## [What needs to be done]
Repeat exactly the lines of the listing from the line containing "Point on each instance of the white minivan." through its last line, and nothing beyond them.

## [Supplied records]

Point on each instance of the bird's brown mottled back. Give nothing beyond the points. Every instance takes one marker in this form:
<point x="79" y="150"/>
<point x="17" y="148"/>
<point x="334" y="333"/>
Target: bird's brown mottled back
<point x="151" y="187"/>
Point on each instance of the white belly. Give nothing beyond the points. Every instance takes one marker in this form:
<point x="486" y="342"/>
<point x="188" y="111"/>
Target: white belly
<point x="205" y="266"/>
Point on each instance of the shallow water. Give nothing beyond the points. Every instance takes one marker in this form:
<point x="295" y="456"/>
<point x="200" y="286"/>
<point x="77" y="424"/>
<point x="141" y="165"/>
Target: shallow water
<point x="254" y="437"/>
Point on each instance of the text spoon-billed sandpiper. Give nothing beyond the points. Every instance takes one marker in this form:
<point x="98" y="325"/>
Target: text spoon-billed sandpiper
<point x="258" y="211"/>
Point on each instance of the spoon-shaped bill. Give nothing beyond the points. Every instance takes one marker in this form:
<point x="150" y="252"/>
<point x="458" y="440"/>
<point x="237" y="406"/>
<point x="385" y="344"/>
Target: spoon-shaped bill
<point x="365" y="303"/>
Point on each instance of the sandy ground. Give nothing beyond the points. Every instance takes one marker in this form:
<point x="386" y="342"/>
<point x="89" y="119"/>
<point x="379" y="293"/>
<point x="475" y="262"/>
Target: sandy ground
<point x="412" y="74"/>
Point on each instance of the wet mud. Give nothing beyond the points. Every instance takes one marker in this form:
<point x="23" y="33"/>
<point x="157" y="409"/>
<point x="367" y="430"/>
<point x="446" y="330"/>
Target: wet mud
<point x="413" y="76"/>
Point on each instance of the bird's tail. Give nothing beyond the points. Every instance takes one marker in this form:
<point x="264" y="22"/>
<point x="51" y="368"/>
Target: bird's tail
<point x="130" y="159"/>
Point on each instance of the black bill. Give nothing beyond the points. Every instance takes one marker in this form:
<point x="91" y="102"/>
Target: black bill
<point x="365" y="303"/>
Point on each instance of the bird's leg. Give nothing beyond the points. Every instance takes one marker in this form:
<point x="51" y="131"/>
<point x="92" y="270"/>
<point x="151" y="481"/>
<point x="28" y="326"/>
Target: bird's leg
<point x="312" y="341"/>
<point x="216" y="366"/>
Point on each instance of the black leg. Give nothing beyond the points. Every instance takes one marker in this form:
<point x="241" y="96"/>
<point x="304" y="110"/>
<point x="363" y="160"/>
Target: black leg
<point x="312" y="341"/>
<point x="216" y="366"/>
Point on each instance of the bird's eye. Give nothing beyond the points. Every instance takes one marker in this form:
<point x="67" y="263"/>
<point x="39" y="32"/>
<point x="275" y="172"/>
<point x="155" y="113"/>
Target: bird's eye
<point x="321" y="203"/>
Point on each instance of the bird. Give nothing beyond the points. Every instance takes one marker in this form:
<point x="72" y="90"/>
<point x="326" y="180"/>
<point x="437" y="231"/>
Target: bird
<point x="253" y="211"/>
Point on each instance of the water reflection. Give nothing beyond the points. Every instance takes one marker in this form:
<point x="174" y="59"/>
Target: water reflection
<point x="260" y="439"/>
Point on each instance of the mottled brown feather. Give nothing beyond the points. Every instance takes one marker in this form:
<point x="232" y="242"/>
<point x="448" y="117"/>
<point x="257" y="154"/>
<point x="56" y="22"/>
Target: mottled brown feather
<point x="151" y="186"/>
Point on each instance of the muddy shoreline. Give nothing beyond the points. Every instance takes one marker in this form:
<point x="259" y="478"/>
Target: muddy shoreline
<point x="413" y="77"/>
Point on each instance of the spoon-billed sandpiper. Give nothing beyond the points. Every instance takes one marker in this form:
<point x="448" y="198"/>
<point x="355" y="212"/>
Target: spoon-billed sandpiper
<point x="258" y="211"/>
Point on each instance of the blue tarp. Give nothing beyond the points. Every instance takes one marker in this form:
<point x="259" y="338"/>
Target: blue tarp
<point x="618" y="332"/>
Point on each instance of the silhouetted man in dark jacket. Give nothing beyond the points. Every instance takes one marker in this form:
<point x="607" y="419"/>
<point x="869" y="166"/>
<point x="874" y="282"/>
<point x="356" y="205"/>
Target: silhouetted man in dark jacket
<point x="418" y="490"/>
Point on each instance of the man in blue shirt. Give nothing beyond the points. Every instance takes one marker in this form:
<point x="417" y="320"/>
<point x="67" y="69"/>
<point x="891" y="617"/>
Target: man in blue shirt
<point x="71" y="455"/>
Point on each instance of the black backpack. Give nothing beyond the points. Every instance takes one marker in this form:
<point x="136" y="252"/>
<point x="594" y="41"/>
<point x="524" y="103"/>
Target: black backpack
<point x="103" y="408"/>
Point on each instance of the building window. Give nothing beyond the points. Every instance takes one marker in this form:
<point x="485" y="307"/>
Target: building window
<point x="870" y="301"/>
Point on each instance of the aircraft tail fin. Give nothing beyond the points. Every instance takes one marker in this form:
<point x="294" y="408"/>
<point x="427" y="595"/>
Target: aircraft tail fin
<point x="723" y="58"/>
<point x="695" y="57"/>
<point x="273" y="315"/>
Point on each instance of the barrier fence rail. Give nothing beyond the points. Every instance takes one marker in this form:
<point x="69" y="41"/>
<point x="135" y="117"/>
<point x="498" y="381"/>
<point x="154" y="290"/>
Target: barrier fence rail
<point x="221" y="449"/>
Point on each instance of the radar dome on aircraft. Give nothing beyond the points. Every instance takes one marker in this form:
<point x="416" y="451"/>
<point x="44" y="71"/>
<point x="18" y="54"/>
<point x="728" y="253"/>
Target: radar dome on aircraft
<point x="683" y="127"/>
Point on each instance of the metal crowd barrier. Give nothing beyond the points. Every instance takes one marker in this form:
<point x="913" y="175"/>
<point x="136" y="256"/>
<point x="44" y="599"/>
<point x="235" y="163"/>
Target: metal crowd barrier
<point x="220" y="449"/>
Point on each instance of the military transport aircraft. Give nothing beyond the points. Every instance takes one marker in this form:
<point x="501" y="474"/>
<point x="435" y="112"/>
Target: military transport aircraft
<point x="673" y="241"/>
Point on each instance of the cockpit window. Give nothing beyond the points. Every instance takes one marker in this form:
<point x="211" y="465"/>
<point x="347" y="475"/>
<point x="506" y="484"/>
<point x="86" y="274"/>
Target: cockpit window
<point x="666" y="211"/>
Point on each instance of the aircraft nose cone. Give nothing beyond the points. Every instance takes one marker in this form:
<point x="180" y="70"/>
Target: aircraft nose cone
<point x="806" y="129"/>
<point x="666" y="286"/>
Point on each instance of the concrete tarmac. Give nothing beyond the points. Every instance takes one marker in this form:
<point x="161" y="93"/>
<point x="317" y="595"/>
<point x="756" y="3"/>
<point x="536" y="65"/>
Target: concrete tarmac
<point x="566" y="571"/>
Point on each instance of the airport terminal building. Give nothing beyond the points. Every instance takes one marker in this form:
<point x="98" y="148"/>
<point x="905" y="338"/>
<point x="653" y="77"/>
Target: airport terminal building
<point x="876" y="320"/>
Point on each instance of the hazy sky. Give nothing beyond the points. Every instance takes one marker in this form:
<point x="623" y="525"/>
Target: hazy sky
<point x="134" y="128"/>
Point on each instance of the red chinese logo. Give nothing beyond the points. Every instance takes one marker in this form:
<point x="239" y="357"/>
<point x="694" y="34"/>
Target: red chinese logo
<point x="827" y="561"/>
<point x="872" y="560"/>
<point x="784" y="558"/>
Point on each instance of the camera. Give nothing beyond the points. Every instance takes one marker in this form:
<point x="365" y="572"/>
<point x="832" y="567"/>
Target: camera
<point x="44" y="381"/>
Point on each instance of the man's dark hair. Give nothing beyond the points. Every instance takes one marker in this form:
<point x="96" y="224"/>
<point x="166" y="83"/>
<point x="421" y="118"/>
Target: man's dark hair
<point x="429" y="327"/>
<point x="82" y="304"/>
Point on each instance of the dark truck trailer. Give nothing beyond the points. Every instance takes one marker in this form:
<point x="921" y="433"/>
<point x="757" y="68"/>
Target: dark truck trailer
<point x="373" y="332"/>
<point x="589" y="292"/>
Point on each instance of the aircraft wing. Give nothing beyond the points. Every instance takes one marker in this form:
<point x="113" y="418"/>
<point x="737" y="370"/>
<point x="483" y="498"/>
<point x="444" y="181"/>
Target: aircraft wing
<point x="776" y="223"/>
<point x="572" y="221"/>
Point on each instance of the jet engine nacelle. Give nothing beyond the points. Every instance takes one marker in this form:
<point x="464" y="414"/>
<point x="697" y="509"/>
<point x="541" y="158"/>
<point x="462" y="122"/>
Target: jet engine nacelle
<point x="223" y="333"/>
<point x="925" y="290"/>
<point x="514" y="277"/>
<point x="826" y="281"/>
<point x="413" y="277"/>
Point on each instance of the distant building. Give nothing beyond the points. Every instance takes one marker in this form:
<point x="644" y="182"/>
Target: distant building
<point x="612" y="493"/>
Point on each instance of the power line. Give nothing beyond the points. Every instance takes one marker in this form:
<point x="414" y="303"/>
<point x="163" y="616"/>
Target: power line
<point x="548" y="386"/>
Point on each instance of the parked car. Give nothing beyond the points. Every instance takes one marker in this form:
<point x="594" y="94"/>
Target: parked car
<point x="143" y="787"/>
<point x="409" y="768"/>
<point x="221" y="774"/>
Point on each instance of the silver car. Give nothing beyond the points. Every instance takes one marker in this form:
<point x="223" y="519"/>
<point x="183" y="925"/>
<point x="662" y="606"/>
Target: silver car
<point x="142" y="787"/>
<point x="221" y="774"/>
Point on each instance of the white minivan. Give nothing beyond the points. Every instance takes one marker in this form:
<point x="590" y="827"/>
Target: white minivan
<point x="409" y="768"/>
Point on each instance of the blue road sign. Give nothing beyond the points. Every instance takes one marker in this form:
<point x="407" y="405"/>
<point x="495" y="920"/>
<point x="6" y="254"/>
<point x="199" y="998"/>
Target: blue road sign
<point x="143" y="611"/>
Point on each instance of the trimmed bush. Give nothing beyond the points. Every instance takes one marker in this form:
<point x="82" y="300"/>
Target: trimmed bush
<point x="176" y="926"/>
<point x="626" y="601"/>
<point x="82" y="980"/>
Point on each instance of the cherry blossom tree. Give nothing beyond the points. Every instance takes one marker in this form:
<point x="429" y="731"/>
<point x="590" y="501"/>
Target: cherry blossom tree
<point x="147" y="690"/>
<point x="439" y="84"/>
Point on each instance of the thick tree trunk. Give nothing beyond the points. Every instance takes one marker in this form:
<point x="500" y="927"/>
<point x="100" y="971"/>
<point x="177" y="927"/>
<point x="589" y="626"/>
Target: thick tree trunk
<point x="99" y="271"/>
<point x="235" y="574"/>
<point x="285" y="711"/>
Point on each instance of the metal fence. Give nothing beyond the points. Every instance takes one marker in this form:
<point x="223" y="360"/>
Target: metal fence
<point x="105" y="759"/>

## [Correct response]
Point on each instance of the white minivan. Give nothing beyond the points. Every instance takes one marker in this form:
<point x="590" y="827"/>
Target: white minivan
<point x="409" y="768"/>
Point on each instance of the blue road sign. Give nothing beyond the points. Every instance takes one marker in this form:
<point x="407" y="405"/>
<point x="495" y="920"/>
<point x="6" y="254"/>
<point x="199" y="998"/>
Target: blue road sign
<point x="143" y="611"/>
Point on each instance of the trimmed bush. Give nothing beyond the points. Every instance takes one marker in this form:
<point x="82" y="300"/>
Target: trimmed bush
<point x="176" y="926"/>
<point x="626" y="601"/>
<point x="82" y="980"/>
Point on each instance of the cherry blossom tree. Give nothing beyond the points. Every instance takes one marker in this form:
<point x="429" y="731"/>
<point x="590" y="501"/>
Target: cherry blossom tree
<point x="147" y="690"/>
<point x="439" y="84"/>
Point on each instance of the thick tree trunk. Give nothing beyond the points. Every instance takes one marker in this form:
<point x="500" y="927"/>
<point x="100" y="971"/>
<point x="177" y="927"/>
<point x="589" y="626"/>
Target: thick tree trunk
<point x="99" y="271"/>
<point x="235" y="574"/>
<point x="285" y="711"/>
Point on each instance of the metal fence. Give nothing beyond the points. Every instance takes one marker in this form:
<point x="223" y="360"/>
Target: metal fence
<point x="105" y="759"/>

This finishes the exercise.